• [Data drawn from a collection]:
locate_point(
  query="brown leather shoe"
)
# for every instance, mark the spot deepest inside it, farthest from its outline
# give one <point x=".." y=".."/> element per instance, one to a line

• [Instructions for the task]: Pull out every line of the data above and reproduce each one verbatim, with no changes.

• [Correct response]:
locate_point(
  query="brown leather shoe"
)
# for every instance, mark the spot deepest inside it, farthest from its outline
# give one <point x=".." y=".."/> element per instance, one to a line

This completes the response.